All records need to be reproduced exactly. Keep every word as it is.

══ Task data ══

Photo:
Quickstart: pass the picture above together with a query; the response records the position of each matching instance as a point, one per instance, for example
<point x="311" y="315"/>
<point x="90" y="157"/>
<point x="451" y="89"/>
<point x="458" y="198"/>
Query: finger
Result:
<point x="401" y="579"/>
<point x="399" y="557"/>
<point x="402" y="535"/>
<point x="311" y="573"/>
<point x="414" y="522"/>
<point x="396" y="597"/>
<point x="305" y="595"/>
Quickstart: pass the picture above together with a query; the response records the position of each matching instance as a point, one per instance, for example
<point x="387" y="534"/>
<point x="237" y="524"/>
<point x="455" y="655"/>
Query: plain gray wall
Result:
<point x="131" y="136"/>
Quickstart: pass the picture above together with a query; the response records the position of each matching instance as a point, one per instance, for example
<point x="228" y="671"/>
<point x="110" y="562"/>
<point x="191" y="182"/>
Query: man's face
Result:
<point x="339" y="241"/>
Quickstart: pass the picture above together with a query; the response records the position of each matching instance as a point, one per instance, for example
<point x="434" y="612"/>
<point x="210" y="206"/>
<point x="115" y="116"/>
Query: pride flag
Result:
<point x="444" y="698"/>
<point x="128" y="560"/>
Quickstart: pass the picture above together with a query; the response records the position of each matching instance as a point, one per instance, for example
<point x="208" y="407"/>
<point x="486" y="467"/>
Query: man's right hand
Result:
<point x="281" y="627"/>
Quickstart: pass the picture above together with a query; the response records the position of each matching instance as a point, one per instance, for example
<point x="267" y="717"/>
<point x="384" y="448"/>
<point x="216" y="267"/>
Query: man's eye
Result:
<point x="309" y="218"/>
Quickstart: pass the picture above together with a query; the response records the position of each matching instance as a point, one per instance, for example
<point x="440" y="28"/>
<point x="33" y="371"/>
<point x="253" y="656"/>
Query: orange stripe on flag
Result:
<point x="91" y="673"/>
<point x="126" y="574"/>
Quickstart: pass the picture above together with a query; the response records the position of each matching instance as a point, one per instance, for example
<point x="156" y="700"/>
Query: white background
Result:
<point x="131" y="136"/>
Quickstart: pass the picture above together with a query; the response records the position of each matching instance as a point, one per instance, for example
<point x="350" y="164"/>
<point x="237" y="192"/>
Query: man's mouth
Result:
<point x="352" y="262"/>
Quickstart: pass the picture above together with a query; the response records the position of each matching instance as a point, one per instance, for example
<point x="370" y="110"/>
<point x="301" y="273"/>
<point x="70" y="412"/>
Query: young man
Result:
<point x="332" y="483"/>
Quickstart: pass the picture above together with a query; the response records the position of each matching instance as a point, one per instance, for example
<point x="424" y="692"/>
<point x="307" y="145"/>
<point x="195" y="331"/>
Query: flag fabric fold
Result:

═══

[Task output]:
Photo:
Quickstart: pass the picture above together with a query; the response records the position of each matching instance as a point, one per instance, for example
<point x="311" y="315"/>
<point x="90" y="157"/>
<point x="451" y="89"/>
<point x="458" y="198"/>
Query: finger
Result:
<point x="401" y="579"/>
<point x="399" y="557"/>
<point x="402" y="535"/>
<point x="311" y="573"/>
<point x="414" y="522"/>
<point x="396" y="597"/>
<point x="305" y="595"/>
Quickstart: pass the picture above together with a query; the response records the position of each matching instance as a point, one per instance, for example
<point x="387" y="534"/>
<point x="237" y="524"/>
<point x="455" y="655"/>
Query: plain gray wall
Result:
<point x="131" y="136"/>
Quickstart: pass the picture above together with a query; the response records the position of each matching instance as a point, one per instance, for example
<point x="228" y="671"/>
<point x="110" y="562"/>
<point x="191" y="182"/>
Query: man's face
Result:
<point x="339" y="241"/>
Quickstart: pass the picture above together with a query; the response records the position of each matching instance as a point, one per instance, for example
<point x="434" y="612"/>
<point x="210" y="206"/>
<point x="115" y="116"/>
Query: pride flag
Result:
<point x="444" y="698"/>
<point x="128" y="560"/>
Quickstart: pass the picture above together with a query; the response records the position of each matching instance as a point, one per instance, for example
<point x="208" y="407"/>
<point x="486" y="467"/>
Query: man's right hand
Result:
<point x="281" y="627"/>
Quickstart: pass the picture above together with a query; the response records the position of each matching instance as a point, one per instance, for example
<point x="267" y="717"/>
<point x="384" y="448"/>
<point x="216" y="267"/>
Query: man's eye
Result:
<point x="309" y="218"/>
Quickstart: pass the picture above together with a query; the response records the position of each matching instance as a point, one per instance, for example
<point x="440" y="28"/>
<point x="33" y="371"/>
<point x="253" y="656"/>
Query: orange stripe on flag
Result:
<point x="91" y="673"/>
<point x="126" y="574"/>
Quickstart: pass the picture above together with a query; the response records the position of each matching instance as a point, one per instance, for example
<point x="156" y="700"/>
Query: white background
Result:
<point x="131" y="136"/>
Quickstart: pass the picture above together with a query; the response records the position of each matching instance as a point, one per instance, for example
<point x="350" y="164"/>
<point x="237" y="192"/>
Query: man's mouth
Result:
<point x="352" y="262"/>
Quickstart: pass the picture above together with a query; the response records the position of each matching instance as a point, one per instance, for example
<point x="370" y="110"/>
<point x="301" y="273"/>
<point x="70" y="412"/>
Query: young man
Result:
<point x="332" y="483"/>
Quickstart: pass the picture above together with a query; the response records the position of each matching instance as a point, one per instance, for example
<point x="424" y="692"/>
<point x="307" y="145"/>
<point x="195" y="331"/>
Query: flag fabric fold
Result:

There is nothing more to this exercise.